[Point annotation dataset rows]

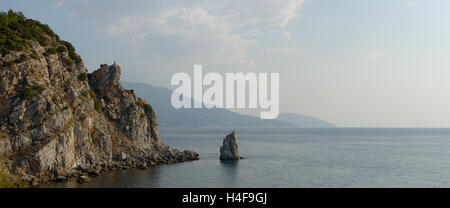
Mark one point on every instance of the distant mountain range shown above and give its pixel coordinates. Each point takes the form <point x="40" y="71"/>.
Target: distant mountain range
<point x="159" y="98"/>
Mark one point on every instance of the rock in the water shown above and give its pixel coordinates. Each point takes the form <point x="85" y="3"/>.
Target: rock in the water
<point x="229" y="149"/>
<point x="56" y="119"/>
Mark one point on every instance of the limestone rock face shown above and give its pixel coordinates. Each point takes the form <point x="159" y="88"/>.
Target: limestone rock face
<point x="229" y="149"/>
<point x="57" y="121"/>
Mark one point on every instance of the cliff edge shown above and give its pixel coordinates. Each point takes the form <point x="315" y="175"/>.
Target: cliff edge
<point x="58" y="121"/>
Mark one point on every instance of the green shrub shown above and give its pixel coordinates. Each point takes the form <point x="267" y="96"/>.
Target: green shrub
<point x="61" y="49"/>
<point x="21" y="59"/>
<point x="98" y="105"/>
<point x="84" y="94"/>
<point x="50" y="51"/>
<point x="31" y="91"/>
<point x="83" y="77"/>
<point x="34" y="55"/>
<point x="148" y="108"/>
<point x="17" y="32"/>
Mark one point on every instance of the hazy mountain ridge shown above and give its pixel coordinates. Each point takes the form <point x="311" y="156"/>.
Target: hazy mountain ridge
<point x="305" y="121"/>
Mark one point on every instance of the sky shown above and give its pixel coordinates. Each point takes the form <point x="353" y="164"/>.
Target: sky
<point x="355" y="63"/>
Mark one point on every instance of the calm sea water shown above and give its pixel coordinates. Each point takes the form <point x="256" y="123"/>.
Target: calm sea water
<point x="339" y="157"/>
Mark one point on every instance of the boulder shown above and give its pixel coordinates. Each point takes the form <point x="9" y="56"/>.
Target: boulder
<point x="229" y="149"/>
<point x="84" y="179"/>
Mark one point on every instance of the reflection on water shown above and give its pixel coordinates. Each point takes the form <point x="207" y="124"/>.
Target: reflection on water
<point x="229" y="172"/>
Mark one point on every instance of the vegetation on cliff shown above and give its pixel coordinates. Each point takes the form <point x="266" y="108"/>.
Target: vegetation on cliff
<point x="8" y="181"/>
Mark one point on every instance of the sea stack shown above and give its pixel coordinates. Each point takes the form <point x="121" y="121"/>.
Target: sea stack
<point x="229" y="149"/>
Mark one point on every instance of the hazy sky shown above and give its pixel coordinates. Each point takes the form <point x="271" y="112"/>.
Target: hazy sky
<point x="364" y="63"/>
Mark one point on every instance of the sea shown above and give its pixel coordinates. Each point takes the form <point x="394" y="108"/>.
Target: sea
<point x="297" y="158"/>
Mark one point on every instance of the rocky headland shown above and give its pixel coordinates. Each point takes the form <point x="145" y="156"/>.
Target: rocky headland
<point x="57" y="121"/>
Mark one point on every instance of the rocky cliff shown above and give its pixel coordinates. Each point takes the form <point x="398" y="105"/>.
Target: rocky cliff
<point x="229" y="149"/>
<point x="57" y="121"/>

== Exercise goal ==
Change "rocky headland" to "rocky promontory" in the rows from the line containing "Mark one point on every instance of the sea stack" through the end of the rows, and give only those lines back with nothing else altered.

== Task response ==
Mark one point on every instance of the sea stack shown above and give its pixel coordinates. Each point takes the form <point x="121" y="121"/>.
Target: sea stack
<point x="229" y="149"/>
Mark one point on every instance of the hazy sky shown above and give its pixel coordinates. Each point takes the form <point x="271" y="112"/>.
Target: hazy sky
<point x="364" y="63"/>
Mark one point on every instance of the sea shown above and give its pixel coordinates. Each point takes the form <point x="394" y="108"/>.
Target: sea
<point x="297" y="158"/>
Mark one point on every instance of the rocky promontory shown above and give its pixel coordinates. Each point takes the form <point x="145" y="156"/>.
Target: rocky promontory
<point x="57" y="121"/>
Mark one point on every instance of the rocky cliff shown above and give its pixel coordinates. Each point takes the form <point x="398" y="105"/>.
Target: rocky cliff
<point x="229" y="149"/>
<point x="57" y="121"/>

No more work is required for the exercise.